— The problem —
Reproduce the listing below word for word, with no pictures.

— Exercise materials —
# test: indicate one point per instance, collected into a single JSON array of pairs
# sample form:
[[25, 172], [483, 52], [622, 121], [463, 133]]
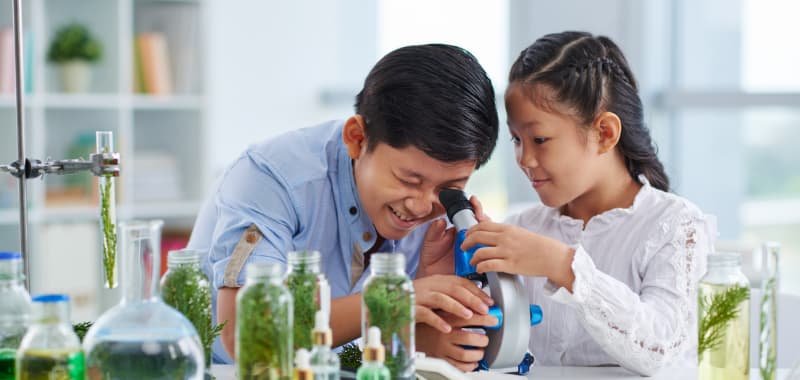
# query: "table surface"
[[226, 372]]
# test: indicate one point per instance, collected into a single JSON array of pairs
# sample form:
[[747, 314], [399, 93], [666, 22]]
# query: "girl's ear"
[[354, 137], [608, 129]]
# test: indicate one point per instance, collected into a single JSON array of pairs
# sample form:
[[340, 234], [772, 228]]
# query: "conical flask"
[[142, 337]]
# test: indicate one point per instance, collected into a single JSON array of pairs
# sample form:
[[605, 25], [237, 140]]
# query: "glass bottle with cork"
[[15, 310], [724, 319]]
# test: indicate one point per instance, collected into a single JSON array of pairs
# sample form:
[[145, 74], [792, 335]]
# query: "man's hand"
[[449, 346], [451, 294], [436, 256]]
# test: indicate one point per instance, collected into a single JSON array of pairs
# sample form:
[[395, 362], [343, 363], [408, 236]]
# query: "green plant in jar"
[[388, 303], [723, 320], [264, 314], [108, 211], [186, 288], [306, 283]]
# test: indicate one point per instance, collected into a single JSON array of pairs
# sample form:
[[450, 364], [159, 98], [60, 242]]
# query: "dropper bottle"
[[373, 367], [324, 362], [302, 366]]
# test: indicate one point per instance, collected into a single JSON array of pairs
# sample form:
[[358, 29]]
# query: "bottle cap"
[[302, 365], [10, 255], [50, 298]]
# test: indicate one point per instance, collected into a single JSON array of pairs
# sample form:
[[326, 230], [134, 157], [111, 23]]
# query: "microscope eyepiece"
[[454, 201]]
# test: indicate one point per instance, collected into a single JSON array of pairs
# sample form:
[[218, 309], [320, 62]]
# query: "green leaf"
[[716, 314], [73, 41]]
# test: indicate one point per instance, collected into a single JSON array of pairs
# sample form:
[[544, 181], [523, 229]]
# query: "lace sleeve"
[[644, 331]]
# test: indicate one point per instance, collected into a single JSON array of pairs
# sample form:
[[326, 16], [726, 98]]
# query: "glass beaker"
[[50, 348], [388, 303], [15, 310], [142, 337], [724, 319], [306, 283], [768, 323], [186, 288]]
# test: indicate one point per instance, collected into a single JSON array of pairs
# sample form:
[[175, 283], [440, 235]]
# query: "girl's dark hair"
[[589, 75], [434, 97]]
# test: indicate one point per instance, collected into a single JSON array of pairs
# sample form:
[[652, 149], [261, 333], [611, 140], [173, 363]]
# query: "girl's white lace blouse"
[[634, 299]]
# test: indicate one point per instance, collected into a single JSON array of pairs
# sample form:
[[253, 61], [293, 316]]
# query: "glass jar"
[[388, 303], [186, 288], [142, 337], [15, 310], [108, 211], [724, 343], [768, 323], [50, 349], [264, 313], [306, 282], [324, 362]]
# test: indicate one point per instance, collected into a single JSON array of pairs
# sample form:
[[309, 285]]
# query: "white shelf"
[[178, 209], [79, 101], [150, 210], [170, 102]]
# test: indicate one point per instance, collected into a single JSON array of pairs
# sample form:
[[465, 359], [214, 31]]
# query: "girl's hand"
[[436, 256], [511, 249], [450, 346], [451, 294]]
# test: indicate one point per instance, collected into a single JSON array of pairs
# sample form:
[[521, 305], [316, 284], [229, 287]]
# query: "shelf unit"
[[159, 137]]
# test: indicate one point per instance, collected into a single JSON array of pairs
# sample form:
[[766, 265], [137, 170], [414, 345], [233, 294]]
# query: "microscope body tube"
[[463, 220]]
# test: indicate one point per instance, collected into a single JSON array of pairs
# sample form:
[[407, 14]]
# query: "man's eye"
[[540, 140]]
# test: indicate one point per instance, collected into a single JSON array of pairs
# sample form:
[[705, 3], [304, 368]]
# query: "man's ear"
[[608, 129], [354, 137]]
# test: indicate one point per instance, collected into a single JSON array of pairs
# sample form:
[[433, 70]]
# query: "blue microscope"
[[508, 340]]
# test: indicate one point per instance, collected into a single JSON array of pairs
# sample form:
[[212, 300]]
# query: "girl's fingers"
[[425, 315], [476, 204], [495, 265]]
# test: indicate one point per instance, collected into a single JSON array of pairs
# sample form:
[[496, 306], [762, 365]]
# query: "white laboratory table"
[[226, 372]]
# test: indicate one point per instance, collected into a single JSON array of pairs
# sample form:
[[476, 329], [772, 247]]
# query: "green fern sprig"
[[722, 308]]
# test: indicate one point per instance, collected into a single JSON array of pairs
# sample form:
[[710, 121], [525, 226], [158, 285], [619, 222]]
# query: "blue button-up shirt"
[[298, 189]]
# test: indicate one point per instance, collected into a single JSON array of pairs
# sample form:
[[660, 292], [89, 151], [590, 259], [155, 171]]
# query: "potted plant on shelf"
[[73, 49]]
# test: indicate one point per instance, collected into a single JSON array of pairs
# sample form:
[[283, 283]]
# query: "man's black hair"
[[434, 97]]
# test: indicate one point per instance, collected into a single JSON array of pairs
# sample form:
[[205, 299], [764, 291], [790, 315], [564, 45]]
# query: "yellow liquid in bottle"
[[730, 360]]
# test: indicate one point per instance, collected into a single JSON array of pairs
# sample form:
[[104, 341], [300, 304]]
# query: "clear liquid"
[[151, 359], [51, 365], [730, 360], [7, 363]]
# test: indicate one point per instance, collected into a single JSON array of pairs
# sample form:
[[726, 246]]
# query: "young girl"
[[613, 258]]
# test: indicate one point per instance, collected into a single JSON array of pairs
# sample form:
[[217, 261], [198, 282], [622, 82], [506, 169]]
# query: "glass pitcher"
[[142, 337]]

— Exercise output —
# test: indicate one point per instance, collected into a single JSON array of pairs
# sample form:
[[25, 172], [483, 52], [622, 121], [463, 133]]
# query: "table surface"
[[226, 372]]
# test: indicate one point per instance, collected into a single JSON array of pairs
# sample form:
[[747, 314], [399, 93], [666, 22]]
# query: "girl's ear"
[[354, 137], [608, 129]]
# test: indicate one point per instance, collected into a single JSON array of pairs
# sample form:
[[340, 234], [772, 228]]
# query: "conical flask"
[[142, 337]]
# test: indicate one point per instance, collected into a single JSON array of pairs
# sample form:
[[605, 25], [237, 140]]
# query: "glass bottle with cork"
[[15, 310], [724, 319]]
# test: indicate one point per instance, collected into a single JSON array of pairs
# sample form:
[[145, 74], [792, 335]]
# query: "man's hand"
[[449, 346], [451, 294], [436, 256]]
# test: indicate one point per instance, collected into a single JSON array of pairs
# sample form:
[[395, 362], [343, 363], [408, 236]]
# query: "green plant in jar"
[[388, 303], [723, 320], [264, 314], [108, 211], [186, 288], [306, 283]]
# test: indicate one point per instance, collected into a single JSON array of pairs
# sample form:
[[450, 364], [159, 98], [60, 242]]
# query: "dropper bottle"
[[373, 367], [324, 362], [302, 366]]
# test: indicate one point per instance, collected into a single JSON array of pairs
# sample form:
[[358, 29]]
# query: "bottle cap"
[[302, 365], [10, 255], [50, 298]]
# test: indicate one point per instance, collected into a single JSON array of pairs
# sample form:
[[326, 230], [134, 157], [111, 23]]
# query: "microscope eyepiece"
[[454, 201]]
# test: indicate one point per instance, collected into a single JSON array of pairs
# sample form:
[[218, 309], [320, 62]]
# query: "green leaf"
[[716, 314], [73, 41]]
# test: indicate one point per instance, collected into a single JSON array of pairs
# sample form:
[[544, 181], [523, 229]]
# query: "lace sleeve"
[[644, 331]]
# test: indicate one point per instance, collected into a single JSON array of pairs
# sample form:
[[326, 16], [726, 98]]
# query: "glass beaker"
[[50, 348], [388, 303], [15, 310], [142, 337], [724, 319], [306, 283], [768, 323], [186, 288]]
# test: indicate one point per instance, collected into a single JSON array of pairs
# sample form:
[[175, 283], [440, 235]]
# query: "girl's dark hair"
[[589, 75], [434, 97]]
# test: indicate one point per instance, collected into a single JSON array of pairs
# sample form:
[[652, 149], [261, 333], [611, 140], [173, 363]]
# query: "girl's white lace blouse"
[[634, 299]]
# test: indicate one point per instance, collected into a single JSON array of pairs
# sample form:
[[253, 61], [293, 316]]
# query: "glass jar"
[[388, 303], [186, 288], [142, 337], [15, 310], [108, 211], [724, 343], [768, 323], [50, 349], [264, 313], [306, 282], [324, 362]]
# test: indicate one point per instance, collected into a single JSON array of pairs
# sample form:
[[309, 285]]
# query: "white shelf"
[[178, 209], [79, 101], [150, 210], [170, 102]]
# test: indicate one point per instance, collected into a single JSON array of pairs
# sample form:
[[465, 359], [214, 31]]
# query: "girl's hand"
[[436, 256], [511, 249], [450, 346], [451, 294]]
# test: indicate one point per instance, collected into a single JSON array of pairs
# sample form:
[[521, 305], [316, 284], [229, 287]]
# query: "shelf unit"
[[159, 137]]
# test: indicate one point per instance, collected into a single JSON array of pairs
# sample form:
[[766, 265], [137, 170], [414, 345], [233, 294]]
# query: "microscope body tube"
[[463, 220]]
# test: indicate one point per instance, collected into a single JSON array of pairs
# sample form:
[[407, 14]]
# query: "man's eye"
[[540, 140]]
# test: indicate one point per instance, collected into a single JSON array of pairs
# sample form:
[[705, 3], [304, 368]]
# query: "man's ear"
[[608, 129], [354, 137]]
# test: indicate one point per instance, collected into a single JSON array of pairs
# sample form:
[[433, 70]]
# query: "blue microscope"
[[508, 340]]
# test: indicate one point per instance, collected into a single JSON array of pairs
# sample form:
[[212, 300]]
# query: "girl's fingers"
[[425, 315], [476, 204], [495, 265]]
# test: indicate one point per instance, collected into a single JSON array of pairs
# sample form:
[[496, 306], [762, 365]]
# query: "white laboratory table"
[[226, 372]]
# test: indicate one point per instance, collected into a single JSON array of pairs
# sample form:
[[476, 329], [772, 247]]
# query: "green fern sprig"
[[722, 308]]
# test: indicate one point per instance, collected into a single JSON array of pairs
# sample form:
[[710, 121], [525, 226], [158, 285], [619, 222]]
# query: "blue button-up shirt"
[[298, 189]]
# test: indicate one point per instance, collected into a single JSON array of pairs
# sample form:
[[660, 292], [89, 151], [590, 259], [155, 171]]
# query: "potted plant on shelf"
[[73, 49]]
# test: indicate one point per instance, collected into a single JSON array of pairs
# sample form:
[[283, 283]]
# query: "man's black hair"
[[434, 97]]
# test: indicate one point per instance, collected into a single JSON array of pairs
# sample form:
[[205, 299], [764, 291], [790, 315], [564, 45]]
# query: "yellow liquid in bottle"
[[730, 360]]
# test: indicate one point per instance, collected into a single JSON array of pairs
# sample form:
[[104, 341], [300, 304]]
# query: "clear liquid"
[[151, 359], [51, 365], [730, 360], [7, 363]]
# test: indicate one point per instance, collected into a single JSON array of pairs
# sample form:
[[726, 246]]
# query: "young girl"
[[613, 258]]
# test: indicate one point per instance, collected into a single JSON array of pairs
# sample form:
[[217, 261], [198, 282], [622, 82], [506, 169]]
# query: "glass pitcher"
[[142, 337]]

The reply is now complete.